Amherst Today Program

Amherst Poets II:
James Merrill ’47 and David Ferry ’46

Schedule of Events

Thursday, September 22, 2011

8 a.m. – 3 p.m. Check in and pick up packets
Smith House, 22 Hitchcock Road
8 a.m. – 4 p.m. Visit Open Classes
Lunch is available in Valentine Dining Hall; tickets for lunch will be in your packet.
3:30 p.m. Check-in opens in Converse Lobby
4 p.m. – 6 p.m. Welcome Remarks
Betsy Cannon Smith '84
Alumni Secretary/Executive Director of Alumni and Parent Programs

The Poetry of James Merrill ’47
David Sofield, Samuel Williston Professor of English, and Richard Wilbur ’42, P’73, GP’13, John Woodruff Simpson Lecturer, will discuss the poetry of James Merrill ’47 (1926 – 1995). The late James Merrill was recognized as one of the leading poets of his generation. Praised for his stylish elegance, moral sensibilities, and transformation of autobiographical moments into deep and complex meditations, Merrill’s work spans genres—including plays and prose—but the bulk of his artistic expression can be found in his poetry. Over the long course of his career, Merrill won nearly every major literary award in America: he received two National  Book Awards, for Nights and Days (1966) and Mirabell: Books of Numbers (1978); in a banner year he was awarded both the Bollingen Prize in Poetry and the Pulitzer Prize for Poetry for Divine Comedies (1976); his long Ouija-inspired epic The Changing Light at Sandover (1982) won the National Book Critics Circle Award; and he was given the inaugural Bobbitt National Prize for Poetry by the Library of Congress for The Inner Room (1988).

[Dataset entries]
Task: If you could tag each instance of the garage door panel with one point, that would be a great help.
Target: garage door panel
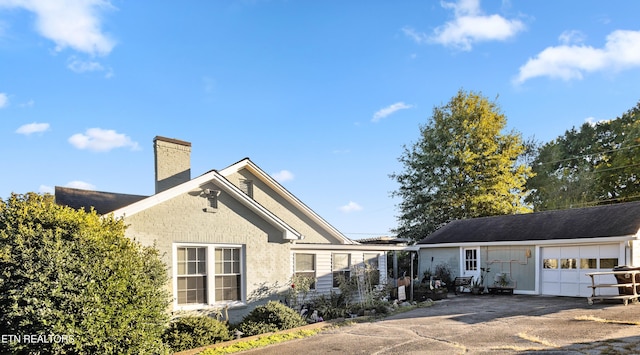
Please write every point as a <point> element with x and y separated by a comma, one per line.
<point>564,269</point>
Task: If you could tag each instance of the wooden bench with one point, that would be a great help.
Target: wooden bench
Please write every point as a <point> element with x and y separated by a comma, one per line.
<point>501,289</point>
<point>462,282</point>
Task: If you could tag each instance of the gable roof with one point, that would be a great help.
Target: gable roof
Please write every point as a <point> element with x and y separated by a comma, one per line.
<point>212,176</point>
<point>622,219</point>
<point>102,202</point>
<point>247,164</point>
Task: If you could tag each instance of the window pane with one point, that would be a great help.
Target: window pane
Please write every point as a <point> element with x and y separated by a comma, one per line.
<point>550,263</point>
<point>305,262</point>
<point>588,263</point>
<point>371,260</point>
<point>340,261</point>
<point>609,263</point>
<point>182,254</point>
<point>568,263</point>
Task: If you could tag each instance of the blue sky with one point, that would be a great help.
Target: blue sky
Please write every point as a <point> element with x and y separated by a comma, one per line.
<point>321,94</point>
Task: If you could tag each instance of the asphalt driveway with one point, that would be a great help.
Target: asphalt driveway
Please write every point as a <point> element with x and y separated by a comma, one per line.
<point>495,324</point>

### [PARTS OF THE EXERCISE]
A - Reproduce the program schedule between "Amherst Today Program" and "in your packet.", inclusive, swapping "Visit Open Classes" for "Attend Open Classes".
B - State whether each statement agrees with the program schedule, answering yes or no and quoting the deciding words: (i) The welcome remarks run from 4 p.m. to 6 p.m. (ii) Merrill received the Pulitzer Prize for Poetry for Nights and Days. (iii) Check-in and packet pickup continue until 4 p.m.

### [RESULTS OF THE EXERCISE]
A -
Amherst Today Program

Amherst Poets II:
James Merrill ’47 and David Ferry ’46

Schedule of Events

Thursday, September 22, 2011

8 a.m. – 3 p.m. Check in and pick up packets
Smith House, 22 Hitchcock Road
8 a.m. – 4 p.m. Attend Open Classes
Lunch is available in Valentine Dining Hall; tickets for lunch will be in your packet.

B -
(i) Yes: "4 p.m. – 6 p.m. Welcome Remarks"
(ii) No: "the Pulitzer Prize for Poetry for Divine Comedies (1976)"
(iii) No: "8 a.m. – 3 p.m. Check in and pick up packets"